____ PROVIDED DATA

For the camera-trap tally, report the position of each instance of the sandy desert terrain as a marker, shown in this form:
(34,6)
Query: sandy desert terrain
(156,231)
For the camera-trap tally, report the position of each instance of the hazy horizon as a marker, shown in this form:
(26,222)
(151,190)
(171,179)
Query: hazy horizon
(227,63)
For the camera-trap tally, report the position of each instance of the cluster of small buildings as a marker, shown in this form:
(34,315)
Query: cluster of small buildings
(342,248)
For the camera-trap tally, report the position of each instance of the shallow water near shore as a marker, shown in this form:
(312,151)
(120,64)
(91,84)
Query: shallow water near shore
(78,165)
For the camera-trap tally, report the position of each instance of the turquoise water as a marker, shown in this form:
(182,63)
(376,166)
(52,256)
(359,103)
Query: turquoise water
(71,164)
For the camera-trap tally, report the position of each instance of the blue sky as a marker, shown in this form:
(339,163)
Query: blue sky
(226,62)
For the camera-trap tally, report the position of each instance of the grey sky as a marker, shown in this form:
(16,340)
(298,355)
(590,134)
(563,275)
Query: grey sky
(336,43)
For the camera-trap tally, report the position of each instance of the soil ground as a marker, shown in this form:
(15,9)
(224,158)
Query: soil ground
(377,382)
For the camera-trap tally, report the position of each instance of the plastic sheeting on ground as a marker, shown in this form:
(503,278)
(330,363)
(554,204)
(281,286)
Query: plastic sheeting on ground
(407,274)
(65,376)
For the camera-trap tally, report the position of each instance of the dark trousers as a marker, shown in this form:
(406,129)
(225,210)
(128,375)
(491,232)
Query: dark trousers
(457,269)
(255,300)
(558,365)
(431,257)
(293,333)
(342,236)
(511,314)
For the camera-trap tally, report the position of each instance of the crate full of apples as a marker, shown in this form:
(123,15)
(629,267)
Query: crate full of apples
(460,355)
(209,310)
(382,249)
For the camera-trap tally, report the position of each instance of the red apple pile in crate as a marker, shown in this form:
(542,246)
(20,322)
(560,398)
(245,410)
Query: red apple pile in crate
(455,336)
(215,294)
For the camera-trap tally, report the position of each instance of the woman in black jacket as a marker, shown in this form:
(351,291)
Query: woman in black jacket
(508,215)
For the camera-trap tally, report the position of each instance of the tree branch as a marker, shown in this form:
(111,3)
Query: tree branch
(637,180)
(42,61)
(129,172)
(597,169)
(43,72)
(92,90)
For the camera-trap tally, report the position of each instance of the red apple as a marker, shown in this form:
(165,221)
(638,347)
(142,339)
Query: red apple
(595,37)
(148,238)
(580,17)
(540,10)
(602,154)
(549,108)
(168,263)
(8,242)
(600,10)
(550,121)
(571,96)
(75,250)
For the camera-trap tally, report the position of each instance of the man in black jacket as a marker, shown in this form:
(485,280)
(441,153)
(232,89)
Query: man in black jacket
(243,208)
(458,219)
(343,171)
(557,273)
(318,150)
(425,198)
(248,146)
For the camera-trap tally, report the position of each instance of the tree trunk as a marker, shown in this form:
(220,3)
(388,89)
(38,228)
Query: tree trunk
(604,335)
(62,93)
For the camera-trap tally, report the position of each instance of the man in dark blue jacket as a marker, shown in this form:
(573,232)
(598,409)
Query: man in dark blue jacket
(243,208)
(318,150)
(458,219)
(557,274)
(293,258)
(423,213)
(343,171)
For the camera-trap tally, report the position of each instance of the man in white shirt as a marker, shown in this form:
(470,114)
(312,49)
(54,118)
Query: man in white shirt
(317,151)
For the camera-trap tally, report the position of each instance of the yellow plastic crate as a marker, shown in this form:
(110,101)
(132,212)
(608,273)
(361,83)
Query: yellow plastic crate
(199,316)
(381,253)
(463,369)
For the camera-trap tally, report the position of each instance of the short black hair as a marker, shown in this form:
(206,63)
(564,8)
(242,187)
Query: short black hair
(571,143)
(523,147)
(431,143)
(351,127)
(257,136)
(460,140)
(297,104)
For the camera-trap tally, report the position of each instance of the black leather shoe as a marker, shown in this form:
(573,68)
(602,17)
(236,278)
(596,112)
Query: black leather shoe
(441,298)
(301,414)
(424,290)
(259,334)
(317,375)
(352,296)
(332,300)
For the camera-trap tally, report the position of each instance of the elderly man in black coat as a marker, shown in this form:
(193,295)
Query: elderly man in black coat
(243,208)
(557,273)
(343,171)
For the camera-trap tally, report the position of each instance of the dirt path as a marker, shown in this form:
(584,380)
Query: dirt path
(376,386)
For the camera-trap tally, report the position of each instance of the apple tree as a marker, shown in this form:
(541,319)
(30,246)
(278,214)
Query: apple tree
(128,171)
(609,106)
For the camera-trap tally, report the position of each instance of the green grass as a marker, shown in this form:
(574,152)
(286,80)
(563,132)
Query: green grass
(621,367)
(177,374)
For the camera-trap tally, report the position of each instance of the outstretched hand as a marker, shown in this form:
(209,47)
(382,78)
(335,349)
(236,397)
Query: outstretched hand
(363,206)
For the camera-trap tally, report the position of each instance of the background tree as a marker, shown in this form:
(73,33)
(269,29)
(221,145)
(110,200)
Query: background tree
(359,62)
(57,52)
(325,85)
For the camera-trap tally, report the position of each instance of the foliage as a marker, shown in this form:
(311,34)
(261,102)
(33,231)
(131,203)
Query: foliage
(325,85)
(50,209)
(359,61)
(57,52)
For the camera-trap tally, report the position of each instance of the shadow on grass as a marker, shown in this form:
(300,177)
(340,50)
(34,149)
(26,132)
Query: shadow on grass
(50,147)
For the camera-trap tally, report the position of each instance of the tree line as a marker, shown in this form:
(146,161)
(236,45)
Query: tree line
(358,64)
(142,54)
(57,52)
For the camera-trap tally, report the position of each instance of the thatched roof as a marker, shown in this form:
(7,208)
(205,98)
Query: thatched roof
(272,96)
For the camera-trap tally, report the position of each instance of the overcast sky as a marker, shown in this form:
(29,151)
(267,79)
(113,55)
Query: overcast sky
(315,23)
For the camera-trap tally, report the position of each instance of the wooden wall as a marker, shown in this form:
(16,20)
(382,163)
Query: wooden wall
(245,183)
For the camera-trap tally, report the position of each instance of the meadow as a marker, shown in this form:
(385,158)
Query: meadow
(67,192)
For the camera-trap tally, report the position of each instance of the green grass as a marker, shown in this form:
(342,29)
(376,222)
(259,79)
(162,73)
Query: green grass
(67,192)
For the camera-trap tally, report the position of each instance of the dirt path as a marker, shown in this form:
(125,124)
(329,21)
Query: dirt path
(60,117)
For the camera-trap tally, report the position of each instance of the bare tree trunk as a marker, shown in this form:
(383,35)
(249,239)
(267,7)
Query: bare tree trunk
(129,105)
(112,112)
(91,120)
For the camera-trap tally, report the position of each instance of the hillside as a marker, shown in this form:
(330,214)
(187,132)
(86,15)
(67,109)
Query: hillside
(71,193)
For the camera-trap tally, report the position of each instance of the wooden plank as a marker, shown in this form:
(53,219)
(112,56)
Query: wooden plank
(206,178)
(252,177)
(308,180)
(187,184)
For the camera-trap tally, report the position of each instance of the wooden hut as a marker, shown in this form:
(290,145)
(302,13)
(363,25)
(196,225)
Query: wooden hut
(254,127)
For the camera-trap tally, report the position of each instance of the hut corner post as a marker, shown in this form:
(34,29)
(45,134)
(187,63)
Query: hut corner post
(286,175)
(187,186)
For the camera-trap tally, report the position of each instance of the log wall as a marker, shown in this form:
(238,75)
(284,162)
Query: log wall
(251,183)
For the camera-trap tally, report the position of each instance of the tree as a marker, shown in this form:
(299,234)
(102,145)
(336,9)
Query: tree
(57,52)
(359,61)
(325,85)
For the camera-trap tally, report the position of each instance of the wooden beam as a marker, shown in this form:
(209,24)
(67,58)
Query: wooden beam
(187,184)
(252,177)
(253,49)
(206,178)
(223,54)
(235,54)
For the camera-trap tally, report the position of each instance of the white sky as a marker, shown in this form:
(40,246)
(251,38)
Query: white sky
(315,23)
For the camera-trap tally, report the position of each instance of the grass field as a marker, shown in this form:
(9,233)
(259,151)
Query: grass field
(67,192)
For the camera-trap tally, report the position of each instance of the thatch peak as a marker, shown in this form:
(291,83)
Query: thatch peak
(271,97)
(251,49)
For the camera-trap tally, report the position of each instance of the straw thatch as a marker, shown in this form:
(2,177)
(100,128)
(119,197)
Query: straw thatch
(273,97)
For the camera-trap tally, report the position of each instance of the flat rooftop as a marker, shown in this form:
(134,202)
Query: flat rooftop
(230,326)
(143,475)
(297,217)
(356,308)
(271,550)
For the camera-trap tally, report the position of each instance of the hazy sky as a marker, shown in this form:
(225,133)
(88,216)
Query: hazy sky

________

Repeat, without changes, every line from the one that contains "the thatch peak" through the final line of the data.

RESULT
For the camera-trap tally, report the position of each instance of the thatch peak as a marker, shown in this form:
(291,83)
Query: thatch peak
(271,97)
(251,49)
For the camera-trap tally, report the position of each instance of the straw thatch as a marker, shown in this form:
(2,177)
(100,128)
(119,197)
Query: straw thatch
(273,97)
For the camera-trap tally, report the position of each instance of the flat rooftop as a marker, shown in this form:
(134,202)
Query: flat rooftop
(230,326)
(143,475)
(297,217)
(356,308)
(271,550)
For the camera-trap tally, report the position of each instance of the hazy sky as a marker, shown in this form:
(225,133)
(88,216)
Query: hazy sky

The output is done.